» **Problem details**: Each line of the data must be reproduced as it appears.

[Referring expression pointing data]
────────────────

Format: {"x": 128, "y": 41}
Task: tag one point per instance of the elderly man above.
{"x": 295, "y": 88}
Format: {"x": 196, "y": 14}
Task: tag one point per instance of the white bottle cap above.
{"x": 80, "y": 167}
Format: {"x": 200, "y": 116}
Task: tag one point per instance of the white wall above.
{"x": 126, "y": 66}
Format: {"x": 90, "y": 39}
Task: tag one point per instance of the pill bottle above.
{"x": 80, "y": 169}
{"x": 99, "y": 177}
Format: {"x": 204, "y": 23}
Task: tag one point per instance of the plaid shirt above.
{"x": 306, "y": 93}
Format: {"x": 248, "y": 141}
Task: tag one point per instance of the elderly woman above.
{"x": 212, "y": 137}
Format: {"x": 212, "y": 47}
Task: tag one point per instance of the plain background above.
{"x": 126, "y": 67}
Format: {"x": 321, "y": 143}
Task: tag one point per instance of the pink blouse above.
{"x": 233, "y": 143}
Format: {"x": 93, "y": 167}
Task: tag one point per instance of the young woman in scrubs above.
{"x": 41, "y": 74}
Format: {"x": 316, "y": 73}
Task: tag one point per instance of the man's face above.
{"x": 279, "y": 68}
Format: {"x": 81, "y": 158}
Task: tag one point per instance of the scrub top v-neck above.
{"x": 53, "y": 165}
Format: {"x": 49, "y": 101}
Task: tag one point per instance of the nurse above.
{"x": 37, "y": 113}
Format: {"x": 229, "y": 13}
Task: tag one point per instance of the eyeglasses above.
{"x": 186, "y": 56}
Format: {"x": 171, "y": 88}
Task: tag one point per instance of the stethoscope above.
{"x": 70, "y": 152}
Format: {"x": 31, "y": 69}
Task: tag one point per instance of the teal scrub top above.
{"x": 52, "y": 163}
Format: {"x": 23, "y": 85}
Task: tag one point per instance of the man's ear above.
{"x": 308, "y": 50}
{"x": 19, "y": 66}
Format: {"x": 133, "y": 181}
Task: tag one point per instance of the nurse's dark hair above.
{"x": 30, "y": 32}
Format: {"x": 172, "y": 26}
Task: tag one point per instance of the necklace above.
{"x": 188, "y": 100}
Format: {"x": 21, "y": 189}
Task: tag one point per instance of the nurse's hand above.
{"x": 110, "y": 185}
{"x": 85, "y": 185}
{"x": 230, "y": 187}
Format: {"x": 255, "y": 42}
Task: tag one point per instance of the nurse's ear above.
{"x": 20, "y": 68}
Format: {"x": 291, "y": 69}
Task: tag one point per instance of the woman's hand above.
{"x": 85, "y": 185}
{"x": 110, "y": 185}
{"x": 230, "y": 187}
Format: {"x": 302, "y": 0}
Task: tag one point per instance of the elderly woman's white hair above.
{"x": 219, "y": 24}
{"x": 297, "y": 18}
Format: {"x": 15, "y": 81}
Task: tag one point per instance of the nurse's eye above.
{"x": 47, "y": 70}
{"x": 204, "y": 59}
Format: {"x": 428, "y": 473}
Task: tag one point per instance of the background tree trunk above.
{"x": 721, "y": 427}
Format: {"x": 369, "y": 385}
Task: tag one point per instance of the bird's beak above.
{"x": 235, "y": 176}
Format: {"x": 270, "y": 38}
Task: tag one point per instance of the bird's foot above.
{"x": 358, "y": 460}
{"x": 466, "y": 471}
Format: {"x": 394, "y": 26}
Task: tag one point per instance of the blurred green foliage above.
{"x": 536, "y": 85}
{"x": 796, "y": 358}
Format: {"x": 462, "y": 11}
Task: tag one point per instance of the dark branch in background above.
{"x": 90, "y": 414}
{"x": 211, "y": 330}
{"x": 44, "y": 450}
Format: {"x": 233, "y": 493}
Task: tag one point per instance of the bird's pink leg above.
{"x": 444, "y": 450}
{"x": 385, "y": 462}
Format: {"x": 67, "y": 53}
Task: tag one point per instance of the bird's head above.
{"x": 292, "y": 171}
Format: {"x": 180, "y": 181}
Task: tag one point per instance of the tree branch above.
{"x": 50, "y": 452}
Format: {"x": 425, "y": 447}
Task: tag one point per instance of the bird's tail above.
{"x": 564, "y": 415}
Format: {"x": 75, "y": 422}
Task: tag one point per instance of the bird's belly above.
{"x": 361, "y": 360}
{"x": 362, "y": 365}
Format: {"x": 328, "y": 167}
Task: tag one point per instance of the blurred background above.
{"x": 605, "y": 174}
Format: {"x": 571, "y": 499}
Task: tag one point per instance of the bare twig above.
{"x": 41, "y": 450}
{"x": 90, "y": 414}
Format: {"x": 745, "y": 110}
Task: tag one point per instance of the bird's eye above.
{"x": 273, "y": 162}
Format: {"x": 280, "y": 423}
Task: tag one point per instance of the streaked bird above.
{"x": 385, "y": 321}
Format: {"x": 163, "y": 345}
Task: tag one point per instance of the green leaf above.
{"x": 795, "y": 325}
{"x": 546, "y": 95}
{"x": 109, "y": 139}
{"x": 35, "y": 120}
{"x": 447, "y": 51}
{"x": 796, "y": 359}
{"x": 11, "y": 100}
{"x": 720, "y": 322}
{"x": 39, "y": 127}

────────────────

» **Exercise result**:
Format: {"x": 128, "y": 41}
Task: tag one point per instance of the elderly man above.
{"x": 295, "y": 88}
Format: {"x": 196, "y": 14}
Task: tag one point per instance of the white bottle cap above.
{"x": 80, "y": 167}
Format: {"x": 200, "y": 116}
Task: tag one point per instance of the white wall above.
{"x": 126, "y": 66}
Format: {"x": 90, "y": 39}
Task: tag one point per instance of the pill bottle above.
{"x": 80, "y": 169}
{"x": 99, "y": 177}
Format: {"x": 204, "y": 23}
Task: tag one point per instance of the plaid shirt above.
{"x": 306, "y": 93}
Format: {"x": 248, "y": 141}
Task: tag one point per instance of the elderly woman above.
{"x": 212, "y": 137}
Format: {"x": 212, "y": 47}
Task: tag one point per instance of the plain background above.
{"x": 126, "y": 67}
Format: {"x": 321, "y": 143}
Task: tag one point per instance of the pink blouse above.
{"x": 233, "y": 143}
Format: {"x": 93, "y": 167}
Task: tag one point per instance of the young woman in scrubs above.
{"x": 41, "y": 74}
Format: {"x": 316, "y": 73}
Task: tag one point per instance of the man's face above.
{"x": 279, "y": 68}
Format: {"x": 81, "y": 158}
Task: tag one point per instance of the scrub top v-neck above.
{"x": 53, "y": 165}
Format: {"x": 49, "y": 101}
Task: tag one point per instance of the nurse above.
{"x": 37, "y": 113}
Format: {"x": 229, "y": 13}
Task: tag one point per instance of the eyeglasses above.
{"x": 186, "y": 56}
Format: {"x": 171, "y": 88}
Task: tag one point per instance of the stethoscope above.
{"x": 70, "y": 152}
Format: {"x": 31, "y": 69}
Task: tag one point per instance of the teal scrub top above.
{"x": 52, "y": 163}
Format: {"x": 23, "y": 85}
Task: tag one point per instance of the man's ear above.
{"x": 308, "y": 50}
{"x": 19, "y": 66}
Format: {"x": 133, "y": 181}
Task: tag one point per instance of the nurse's dark hair above.
{"x": 30, "y": 32}
Format: {"x": 172, "y": 26}
Task: tag one point per instance of the necklace above.
{"x": 188, "y": 100}
Format: {"x": 21, "y": 189}
Task: tag one point per instance of the nurse's hand above.
{"x": 110, "y": 185}
{"x": 85, "y": 185}
{"x": 230, "y": 187}
Format: {"x": 255, "y": 42}
Task: tag one point per instance of the nurse's ear above.
{"x": 20, "y": 68}
Format: {"x": 291, "y": 69}
Task: tag one point per instance of the woman's hand above.
{"x": 85, "y": 185}
{"x": 110, "y": 185}
{"x": 230, "y": 187}
Format: {"x": 302, "y": 0}
Task: tag one point per instance of the elderly woman's white hair above.
{"x": 219, "y": 24}
{"x": 297, "y": 18}
Format: {"x": 15, "y": 81}
Task: tag one point per instance of the nurse's eye above.
{"x": 47, "y": 70}
{"x": 204, "y": 59}
Format: {"x": 428, "y": 473}
Task: tag one point per instance of the background tree trunk above.
{"x": 721, "y": 427}
Format: {"x": 369, "y": 385}
Task: tag one point per instance of the bird's beak above.
{"x": 235, "y": 176}
Format: {"x": 270, "y": 38}
Task: tag one point per instance of the bird's foot above.
{"x": 358, "y": 460}
{"x": 466, "y": 471}
Format: {"x": 394, "y": 26}
Task: tag one point per instance of the blurred green foliage above.
{"x": 536, "y": 85}
{"x": 796, "y": 358}
Format: {"x": 462, "y": 11}
Task: tag one point per instance of the dark branch in background above.
{"x": 90, "y": 414}
{"x": 211, "y": 330}
{"x": 44, "y": 450}
Format: {"x": 233, "y": 493}
Task: tag one point per instance of the bird's pink leg above.
{"x": 444, "y": 450}
{"x": 385, "y": 462}
Format: {"x": 67, "y": 53}
Task: tag one point per instance of the bird's head above.
{"x": 292, "y": 171}
Format: {"x": 180, "y": 181}
Task: tag one point per instance of the tree branch above.
{"x": 50, "y": 452}
Format: {"x": 425, "y": 447}
Task: tag one point per instance of the bird's tail above.
{"x": 564, "y": 415}
Format: {"x": 75, "y": 422}
Task: tag one point per instance of the bird's belly above.
{"x": 361, "y": 360}
{"x": 362, "y": 365}
Format: {"x": 328, "y": 167}
Task: tag one point per instance of the blurred background above.
{"x": 605, "y": 174}
Format: {"x": 571, "y": 499}
Task: tag one point per instance of the bare twig above.
{"x": 41, "y": 450}
{"x": 90, "y": 414}
Format: {"x": 745, "y": 110}
Task: tag one point per instance of the bird's eye above.
{"x": 273, "y": 162}
Format: {"x": 280, "y": 423}
Task: tag one point per instance of the streaked bird above.
{"x": 385, "y": 321}
Format: {"x": 163, "y": 345}
Task: tag one point per instance of the green leaf above.
{"x": 795, "y": 325}
{"x": 546, "y": 95}
{"x": 109, "y": 139}
{"x": 35, "y": 120}
{"x": 447, "y": 51}
{"x": 796, "y": 359}
{"x": 11, "y": 100}
{"x": 720, "y": 322}
{"x": 39, "y": 127}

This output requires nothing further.